Passage shown:

>>>>

To keep the discussion in general, consider an experiment where we collect \( N \)-independent measurements \( \left\{ t \right\}_{N} = \left\{ {t_{1} ,t_{2} , \ldots ,t_{N} } \right\} \) and modeled it as process with \( M \) parameters \( \left\{ \tau \right\}_{M} = \left\{ {\tau_{1} ,\tau_{2} , \ldots ,\tau_{M} } \right\} \). Based on our one experiment, we would like to determine the parameter values that gave rise to the data. As the stochasticity of the data makes it impossible to precisely determine the parameters exactly, our best bet would by definition be to find the most probable set of parameter values, given the data. In the language of conditional PDFs, this corresponds to finding the model parameters which maximize the PDF \( p\left( {\left\{ \tau \right\}_{M} |\left\{ t \right\}_{N} } \right) \) of having a model with parameters \( \left\{ \tau \right\}_{M} \) given the measured data \( \left\{ t \right\}_{N} \) (for a lighthearted and instructive discussion of the meaning of the probability of a model, see [18]. Unfortunately, we do not have direct access to this conditional PDF. Still, we can make considerable progress by using Bayes’ equation and introducing a few additional assumptions.

<<<<

Record set:
>>>>

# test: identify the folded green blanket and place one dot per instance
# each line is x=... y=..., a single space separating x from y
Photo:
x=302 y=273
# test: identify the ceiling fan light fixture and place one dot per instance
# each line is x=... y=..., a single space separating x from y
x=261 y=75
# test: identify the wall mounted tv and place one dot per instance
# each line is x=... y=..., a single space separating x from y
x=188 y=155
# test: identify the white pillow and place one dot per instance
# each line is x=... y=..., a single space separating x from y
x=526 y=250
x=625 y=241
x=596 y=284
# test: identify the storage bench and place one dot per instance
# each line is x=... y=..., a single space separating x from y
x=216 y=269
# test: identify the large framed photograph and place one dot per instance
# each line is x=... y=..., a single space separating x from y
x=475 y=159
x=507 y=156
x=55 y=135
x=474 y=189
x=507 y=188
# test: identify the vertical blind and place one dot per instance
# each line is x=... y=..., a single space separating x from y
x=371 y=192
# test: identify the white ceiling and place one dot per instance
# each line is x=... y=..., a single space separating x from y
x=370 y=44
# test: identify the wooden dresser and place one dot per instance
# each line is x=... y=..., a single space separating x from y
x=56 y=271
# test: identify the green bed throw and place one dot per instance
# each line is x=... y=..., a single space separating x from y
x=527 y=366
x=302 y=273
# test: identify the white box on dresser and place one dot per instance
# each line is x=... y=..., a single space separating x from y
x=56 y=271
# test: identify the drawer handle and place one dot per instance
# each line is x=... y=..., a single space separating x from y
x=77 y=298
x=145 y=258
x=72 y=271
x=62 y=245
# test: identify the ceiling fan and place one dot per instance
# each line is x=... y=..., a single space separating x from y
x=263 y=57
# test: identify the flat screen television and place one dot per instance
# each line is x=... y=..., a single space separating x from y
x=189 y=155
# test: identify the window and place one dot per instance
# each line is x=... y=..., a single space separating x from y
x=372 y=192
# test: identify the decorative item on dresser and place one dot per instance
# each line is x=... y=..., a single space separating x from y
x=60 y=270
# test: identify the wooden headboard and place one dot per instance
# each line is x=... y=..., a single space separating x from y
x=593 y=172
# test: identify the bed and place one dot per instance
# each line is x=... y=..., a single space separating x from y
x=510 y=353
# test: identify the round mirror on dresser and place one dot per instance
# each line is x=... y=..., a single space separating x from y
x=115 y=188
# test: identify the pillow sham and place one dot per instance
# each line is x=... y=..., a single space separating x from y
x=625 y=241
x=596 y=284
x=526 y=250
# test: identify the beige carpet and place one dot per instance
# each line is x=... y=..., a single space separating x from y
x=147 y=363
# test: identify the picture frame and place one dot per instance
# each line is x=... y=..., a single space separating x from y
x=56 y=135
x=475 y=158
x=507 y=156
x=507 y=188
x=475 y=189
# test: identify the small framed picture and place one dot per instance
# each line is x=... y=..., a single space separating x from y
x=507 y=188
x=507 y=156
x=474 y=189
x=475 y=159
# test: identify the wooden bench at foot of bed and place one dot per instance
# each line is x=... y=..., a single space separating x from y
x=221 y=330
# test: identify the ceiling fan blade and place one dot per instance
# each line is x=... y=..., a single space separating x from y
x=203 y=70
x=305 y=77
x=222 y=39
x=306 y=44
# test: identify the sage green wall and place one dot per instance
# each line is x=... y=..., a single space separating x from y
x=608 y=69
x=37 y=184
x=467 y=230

<<<<

Exercise instructions: List the first word of each sentence in the parameter-estimation passage, in order. The lines come from a different source than the passage on parameter estimation.

Task solution: To, Based, As, In, Unfortunately, Still